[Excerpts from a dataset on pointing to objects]
* Begin *

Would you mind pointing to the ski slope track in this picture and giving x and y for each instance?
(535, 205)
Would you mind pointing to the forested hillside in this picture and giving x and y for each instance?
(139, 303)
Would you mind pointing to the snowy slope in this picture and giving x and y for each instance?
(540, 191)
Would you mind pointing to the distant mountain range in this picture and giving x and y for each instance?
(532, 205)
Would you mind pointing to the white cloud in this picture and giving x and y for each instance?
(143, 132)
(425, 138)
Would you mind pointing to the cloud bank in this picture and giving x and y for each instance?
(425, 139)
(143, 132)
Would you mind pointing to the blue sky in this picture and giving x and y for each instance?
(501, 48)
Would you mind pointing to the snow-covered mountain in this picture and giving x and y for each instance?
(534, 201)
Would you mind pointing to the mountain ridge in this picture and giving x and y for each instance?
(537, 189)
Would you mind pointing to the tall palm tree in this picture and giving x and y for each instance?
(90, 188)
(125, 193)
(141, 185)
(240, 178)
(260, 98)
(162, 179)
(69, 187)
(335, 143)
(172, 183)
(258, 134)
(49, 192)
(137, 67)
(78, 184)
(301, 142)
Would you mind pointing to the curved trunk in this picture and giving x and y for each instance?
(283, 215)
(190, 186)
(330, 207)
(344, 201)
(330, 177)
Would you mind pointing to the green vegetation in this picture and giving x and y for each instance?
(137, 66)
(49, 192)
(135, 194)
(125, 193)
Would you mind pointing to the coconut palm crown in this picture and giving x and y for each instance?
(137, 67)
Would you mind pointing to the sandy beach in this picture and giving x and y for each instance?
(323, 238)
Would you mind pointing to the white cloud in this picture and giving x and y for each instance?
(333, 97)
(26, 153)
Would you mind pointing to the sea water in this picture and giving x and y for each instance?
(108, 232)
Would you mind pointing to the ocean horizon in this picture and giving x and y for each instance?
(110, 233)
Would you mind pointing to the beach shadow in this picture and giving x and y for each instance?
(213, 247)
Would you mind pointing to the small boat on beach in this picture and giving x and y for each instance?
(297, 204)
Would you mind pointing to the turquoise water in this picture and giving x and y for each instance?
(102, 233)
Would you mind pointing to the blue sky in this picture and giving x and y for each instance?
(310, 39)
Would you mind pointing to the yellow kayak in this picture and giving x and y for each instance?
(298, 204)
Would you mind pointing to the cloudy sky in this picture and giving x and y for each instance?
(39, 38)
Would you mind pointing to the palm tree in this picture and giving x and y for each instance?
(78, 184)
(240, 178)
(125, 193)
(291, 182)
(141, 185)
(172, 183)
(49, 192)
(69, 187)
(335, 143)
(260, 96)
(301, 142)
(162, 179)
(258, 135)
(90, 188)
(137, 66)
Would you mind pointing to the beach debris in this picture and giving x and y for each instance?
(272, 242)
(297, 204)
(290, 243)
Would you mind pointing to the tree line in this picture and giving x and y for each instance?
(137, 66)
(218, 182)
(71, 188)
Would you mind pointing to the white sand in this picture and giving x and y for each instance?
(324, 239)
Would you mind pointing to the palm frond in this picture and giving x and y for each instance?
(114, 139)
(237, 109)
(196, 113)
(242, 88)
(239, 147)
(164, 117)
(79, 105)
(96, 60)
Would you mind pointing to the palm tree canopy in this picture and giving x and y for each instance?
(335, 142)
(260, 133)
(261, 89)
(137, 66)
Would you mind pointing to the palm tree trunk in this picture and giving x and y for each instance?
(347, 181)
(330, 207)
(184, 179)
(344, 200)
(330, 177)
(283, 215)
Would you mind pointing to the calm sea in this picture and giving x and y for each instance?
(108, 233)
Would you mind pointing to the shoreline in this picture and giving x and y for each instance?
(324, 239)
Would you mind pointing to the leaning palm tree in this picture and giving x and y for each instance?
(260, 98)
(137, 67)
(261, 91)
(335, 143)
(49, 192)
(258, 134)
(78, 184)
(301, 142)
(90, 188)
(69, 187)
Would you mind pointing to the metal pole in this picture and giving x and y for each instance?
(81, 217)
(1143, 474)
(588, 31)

* End *
* Begin *

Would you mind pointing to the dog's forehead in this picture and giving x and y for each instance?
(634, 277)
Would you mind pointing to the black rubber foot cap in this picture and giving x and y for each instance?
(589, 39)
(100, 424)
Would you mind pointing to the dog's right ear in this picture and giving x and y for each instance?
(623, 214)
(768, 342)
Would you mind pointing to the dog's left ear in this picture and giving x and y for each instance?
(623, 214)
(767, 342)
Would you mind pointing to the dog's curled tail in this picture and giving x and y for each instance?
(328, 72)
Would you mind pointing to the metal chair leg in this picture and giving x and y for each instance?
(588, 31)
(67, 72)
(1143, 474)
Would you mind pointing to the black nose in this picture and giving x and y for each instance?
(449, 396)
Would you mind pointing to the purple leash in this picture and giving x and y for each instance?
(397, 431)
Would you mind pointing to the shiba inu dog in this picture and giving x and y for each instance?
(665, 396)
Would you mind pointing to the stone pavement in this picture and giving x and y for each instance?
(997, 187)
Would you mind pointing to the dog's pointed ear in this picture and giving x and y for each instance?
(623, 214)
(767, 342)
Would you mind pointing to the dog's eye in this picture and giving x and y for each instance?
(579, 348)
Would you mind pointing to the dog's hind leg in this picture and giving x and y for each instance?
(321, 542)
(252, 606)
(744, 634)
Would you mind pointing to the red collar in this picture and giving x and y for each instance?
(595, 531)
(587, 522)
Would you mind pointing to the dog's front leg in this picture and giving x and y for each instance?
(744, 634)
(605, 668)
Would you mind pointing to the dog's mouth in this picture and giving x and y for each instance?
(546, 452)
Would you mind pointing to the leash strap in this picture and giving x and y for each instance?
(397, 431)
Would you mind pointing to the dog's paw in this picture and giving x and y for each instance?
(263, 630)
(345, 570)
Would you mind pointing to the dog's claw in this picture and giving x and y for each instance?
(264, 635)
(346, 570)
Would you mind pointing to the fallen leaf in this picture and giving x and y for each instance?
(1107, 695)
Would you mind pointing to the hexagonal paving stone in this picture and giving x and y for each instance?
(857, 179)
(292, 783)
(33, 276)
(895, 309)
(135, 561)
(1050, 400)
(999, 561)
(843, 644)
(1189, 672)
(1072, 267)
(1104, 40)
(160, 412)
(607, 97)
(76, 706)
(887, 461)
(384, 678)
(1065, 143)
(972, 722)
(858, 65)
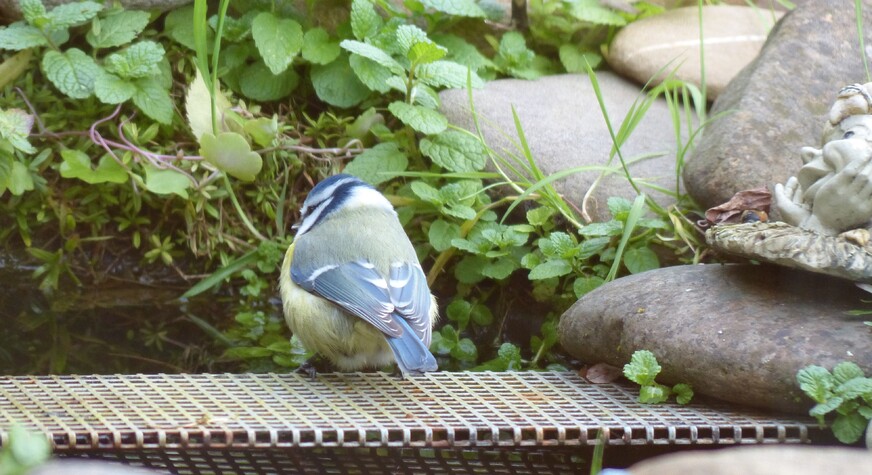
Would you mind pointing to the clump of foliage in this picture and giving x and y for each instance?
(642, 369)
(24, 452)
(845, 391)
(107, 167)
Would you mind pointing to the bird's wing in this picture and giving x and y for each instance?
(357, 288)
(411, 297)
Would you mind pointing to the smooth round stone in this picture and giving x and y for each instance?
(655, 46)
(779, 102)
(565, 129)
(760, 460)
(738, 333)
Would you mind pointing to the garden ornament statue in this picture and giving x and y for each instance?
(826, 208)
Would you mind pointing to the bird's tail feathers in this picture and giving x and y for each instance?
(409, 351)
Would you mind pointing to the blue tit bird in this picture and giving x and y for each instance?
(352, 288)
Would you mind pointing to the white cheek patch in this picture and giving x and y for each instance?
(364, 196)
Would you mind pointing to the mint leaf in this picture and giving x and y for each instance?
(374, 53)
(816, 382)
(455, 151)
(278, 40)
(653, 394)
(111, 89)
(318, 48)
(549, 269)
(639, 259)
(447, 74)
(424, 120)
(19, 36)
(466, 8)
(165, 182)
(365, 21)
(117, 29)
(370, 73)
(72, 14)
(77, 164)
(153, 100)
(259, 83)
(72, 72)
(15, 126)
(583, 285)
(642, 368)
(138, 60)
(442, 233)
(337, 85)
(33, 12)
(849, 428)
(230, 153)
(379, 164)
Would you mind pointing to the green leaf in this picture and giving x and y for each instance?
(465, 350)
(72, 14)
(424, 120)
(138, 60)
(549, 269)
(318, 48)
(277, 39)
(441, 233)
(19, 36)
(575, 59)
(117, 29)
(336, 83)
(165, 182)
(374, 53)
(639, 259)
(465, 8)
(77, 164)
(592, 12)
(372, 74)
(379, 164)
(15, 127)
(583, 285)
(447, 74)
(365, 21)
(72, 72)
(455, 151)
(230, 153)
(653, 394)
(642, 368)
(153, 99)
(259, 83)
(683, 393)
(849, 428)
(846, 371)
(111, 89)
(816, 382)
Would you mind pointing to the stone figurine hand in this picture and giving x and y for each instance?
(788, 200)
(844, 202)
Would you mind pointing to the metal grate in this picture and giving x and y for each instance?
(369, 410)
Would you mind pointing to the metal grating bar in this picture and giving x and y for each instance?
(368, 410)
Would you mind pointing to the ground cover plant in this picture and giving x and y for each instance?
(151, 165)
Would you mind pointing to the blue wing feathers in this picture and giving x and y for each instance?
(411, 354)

* End *

Task directions
Report each line of the items that contains the string "black", copying every one of those lines in full.

Reply
Would you mind pointing to the black rubber foot cap in this picture and giving x and y for each instance?
Would you mind pointing to the black nose in this picture and giving x and y for each instance?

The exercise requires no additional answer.